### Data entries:
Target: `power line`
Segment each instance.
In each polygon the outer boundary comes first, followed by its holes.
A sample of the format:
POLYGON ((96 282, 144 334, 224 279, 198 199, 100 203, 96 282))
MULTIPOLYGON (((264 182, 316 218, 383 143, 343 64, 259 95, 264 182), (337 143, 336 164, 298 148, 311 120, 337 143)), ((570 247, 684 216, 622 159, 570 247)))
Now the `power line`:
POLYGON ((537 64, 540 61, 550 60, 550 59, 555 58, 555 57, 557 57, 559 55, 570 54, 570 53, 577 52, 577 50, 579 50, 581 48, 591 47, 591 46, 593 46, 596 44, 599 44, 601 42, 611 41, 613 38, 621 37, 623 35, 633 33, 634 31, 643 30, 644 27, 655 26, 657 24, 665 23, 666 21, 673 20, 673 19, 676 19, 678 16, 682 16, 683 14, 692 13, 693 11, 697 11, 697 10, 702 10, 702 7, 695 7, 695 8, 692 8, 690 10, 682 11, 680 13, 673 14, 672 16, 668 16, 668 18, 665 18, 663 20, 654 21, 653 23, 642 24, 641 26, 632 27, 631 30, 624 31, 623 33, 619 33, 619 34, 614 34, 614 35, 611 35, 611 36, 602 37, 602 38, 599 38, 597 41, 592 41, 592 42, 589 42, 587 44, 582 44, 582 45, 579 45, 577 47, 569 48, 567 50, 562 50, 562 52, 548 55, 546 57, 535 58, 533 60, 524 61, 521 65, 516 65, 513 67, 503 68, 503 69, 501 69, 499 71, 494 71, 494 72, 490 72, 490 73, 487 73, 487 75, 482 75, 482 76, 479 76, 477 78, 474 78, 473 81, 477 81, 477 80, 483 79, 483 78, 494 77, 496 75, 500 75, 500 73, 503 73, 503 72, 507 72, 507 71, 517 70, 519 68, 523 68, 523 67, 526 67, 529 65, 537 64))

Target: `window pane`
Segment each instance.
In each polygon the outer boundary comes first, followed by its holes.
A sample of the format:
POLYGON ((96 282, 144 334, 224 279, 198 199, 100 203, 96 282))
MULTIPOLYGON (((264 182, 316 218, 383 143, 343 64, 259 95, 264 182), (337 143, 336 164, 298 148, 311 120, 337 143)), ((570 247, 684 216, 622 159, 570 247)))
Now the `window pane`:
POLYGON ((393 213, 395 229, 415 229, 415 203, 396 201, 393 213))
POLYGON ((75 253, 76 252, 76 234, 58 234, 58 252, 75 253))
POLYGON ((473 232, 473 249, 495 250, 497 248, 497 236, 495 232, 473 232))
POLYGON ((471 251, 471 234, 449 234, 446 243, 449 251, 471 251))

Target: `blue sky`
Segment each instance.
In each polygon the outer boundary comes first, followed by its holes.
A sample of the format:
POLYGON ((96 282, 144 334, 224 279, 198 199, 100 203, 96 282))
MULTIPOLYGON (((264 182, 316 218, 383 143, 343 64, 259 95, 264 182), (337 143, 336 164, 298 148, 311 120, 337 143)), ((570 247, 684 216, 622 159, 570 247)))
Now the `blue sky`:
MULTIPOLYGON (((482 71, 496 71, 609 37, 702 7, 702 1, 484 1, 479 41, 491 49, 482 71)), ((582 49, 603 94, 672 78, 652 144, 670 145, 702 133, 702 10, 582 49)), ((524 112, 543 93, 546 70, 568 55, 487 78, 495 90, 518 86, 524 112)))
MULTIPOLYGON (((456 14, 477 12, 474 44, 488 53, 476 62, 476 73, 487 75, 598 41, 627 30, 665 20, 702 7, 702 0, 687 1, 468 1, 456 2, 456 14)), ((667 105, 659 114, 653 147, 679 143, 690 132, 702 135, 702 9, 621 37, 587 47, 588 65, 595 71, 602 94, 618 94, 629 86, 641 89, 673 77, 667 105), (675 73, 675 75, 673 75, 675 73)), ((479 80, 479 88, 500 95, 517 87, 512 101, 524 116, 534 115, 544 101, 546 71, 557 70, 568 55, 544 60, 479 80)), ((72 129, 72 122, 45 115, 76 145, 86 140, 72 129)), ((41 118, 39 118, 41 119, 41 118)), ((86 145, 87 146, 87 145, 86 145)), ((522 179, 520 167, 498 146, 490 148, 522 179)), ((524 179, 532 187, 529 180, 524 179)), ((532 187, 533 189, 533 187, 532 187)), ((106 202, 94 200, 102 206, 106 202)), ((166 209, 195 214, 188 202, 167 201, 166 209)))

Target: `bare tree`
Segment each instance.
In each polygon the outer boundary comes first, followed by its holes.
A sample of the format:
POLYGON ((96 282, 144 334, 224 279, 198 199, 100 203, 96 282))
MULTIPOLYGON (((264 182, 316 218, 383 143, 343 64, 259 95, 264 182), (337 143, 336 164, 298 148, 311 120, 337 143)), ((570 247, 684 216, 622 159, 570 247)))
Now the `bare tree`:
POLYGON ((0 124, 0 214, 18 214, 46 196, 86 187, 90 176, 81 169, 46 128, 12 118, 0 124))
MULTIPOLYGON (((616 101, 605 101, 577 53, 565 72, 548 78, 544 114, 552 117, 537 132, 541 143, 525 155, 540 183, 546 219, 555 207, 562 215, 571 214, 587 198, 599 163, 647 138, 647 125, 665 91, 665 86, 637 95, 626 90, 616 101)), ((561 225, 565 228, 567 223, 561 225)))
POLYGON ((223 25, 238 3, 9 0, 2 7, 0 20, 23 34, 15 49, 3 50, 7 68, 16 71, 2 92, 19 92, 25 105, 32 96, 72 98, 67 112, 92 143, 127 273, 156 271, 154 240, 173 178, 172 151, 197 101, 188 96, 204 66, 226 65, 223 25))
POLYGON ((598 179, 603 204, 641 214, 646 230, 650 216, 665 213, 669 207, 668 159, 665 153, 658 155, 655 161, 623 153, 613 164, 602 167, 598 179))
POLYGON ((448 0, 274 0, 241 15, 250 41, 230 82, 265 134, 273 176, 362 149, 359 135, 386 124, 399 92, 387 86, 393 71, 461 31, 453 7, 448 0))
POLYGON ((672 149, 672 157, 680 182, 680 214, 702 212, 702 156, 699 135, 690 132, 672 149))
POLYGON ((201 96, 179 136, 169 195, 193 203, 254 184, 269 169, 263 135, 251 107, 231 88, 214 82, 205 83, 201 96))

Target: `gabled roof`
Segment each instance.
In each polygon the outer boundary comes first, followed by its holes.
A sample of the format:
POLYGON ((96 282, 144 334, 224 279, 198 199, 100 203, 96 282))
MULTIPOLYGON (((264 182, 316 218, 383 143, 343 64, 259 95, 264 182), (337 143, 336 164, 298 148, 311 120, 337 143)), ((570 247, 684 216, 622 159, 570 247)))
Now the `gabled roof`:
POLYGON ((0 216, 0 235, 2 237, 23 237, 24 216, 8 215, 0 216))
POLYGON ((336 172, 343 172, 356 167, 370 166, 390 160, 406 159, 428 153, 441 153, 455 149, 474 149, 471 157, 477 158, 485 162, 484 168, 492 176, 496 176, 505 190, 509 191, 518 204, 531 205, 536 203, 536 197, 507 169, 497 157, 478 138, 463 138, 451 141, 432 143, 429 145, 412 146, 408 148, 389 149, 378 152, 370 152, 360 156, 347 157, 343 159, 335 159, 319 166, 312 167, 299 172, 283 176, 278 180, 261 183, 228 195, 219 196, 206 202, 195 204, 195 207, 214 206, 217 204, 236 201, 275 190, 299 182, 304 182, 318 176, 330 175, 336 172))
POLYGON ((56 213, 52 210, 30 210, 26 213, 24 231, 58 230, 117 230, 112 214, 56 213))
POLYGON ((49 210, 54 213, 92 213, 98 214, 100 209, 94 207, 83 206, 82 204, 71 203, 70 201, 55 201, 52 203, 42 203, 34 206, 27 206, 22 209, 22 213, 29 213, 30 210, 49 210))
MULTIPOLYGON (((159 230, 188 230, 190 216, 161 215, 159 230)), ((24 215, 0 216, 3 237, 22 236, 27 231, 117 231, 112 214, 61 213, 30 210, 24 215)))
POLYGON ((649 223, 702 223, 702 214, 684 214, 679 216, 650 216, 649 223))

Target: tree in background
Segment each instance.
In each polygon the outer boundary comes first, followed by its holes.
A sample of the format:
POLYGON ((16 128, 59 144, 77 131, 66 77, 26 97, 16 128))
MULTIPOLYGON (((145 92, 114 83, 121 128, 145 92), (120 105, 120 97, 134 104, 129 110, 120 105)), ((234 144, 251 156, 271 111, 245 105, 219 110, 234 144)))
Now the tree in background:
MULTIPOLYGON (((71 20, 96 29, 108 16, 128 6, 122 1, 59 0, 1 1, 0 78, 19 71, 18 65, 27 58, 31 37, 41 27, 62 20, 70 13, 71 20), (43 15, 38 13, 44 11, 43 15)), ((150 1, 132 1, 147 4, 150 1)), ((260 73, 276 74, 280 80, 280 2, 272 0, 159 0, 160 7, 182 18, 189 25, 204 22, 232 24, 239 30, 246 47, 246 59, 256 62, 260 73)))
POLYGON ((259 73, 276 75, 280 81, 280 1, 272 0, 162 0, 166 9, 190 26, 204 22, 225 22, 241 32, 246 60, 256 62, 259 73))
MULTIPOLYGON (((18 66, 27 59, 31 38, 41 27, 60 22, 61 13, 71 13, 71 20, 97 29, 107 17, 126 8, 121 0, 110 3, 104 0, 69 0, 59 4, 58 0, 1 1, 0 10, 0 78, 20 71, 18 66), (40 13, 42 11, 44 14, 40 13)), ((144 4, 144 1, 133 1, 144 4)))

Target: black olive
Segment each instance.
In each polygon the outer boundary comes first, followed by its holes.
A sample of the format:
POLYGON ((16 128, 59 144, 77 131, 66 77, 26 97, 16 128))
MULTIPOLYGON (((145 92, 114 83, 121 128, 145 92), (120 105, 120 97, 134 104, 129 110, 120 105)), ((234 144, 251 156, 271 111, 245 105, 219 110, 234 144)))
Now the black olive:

### Exercise prompt:
Reproduce the lines of the listing above verbatim, from the line with "Target: tree in background" up to and including the line with "POLYGON ((259 73, 276".

### Exercise response:
Target: tree in background
Segment each instance.
In each polygon the outer boundary comes first, followed by its holes.
A sample of the format:
POLYGON ((16 128, 59 144, 77 131, 66 77, 26 97, 16 128))
MULTIPOLYGON (((145 92, 114 83, 121 128, 145 92), (120 105, 120 97, 134 104, 129 110, 120 105)), ((234 144, 251 156, 271 111, 245 105, 219 110, 234 144)))
Now the tree in background:
MULTIPOLYGON (((71 20, 96 29, 108 16, 128 6, 122 1, 59 0, 1 1, 0 78, 19 71, 18 65, 27 58, 31 37, 41 27, 62 20, 70 13, 71 20), (43 15, 38 13, 44 11, 43 15)), ((150 1, 132 1, 147 4, 150 1)), ((260 73, 276 74, 280 80, 280 2, 272 0, 159 0, 160 7, 182 18, 189 25, 204 22, 232 24, 239 30, 246 47, 246 59, 256 62, 260 73)))
POLYGON ((259 73, 276 75, 280 81, 280 1, 272 0, 162 0, 166 9, 190 26, 204 22, 225 22, 241 32, 246 60, 256 62, 259 73))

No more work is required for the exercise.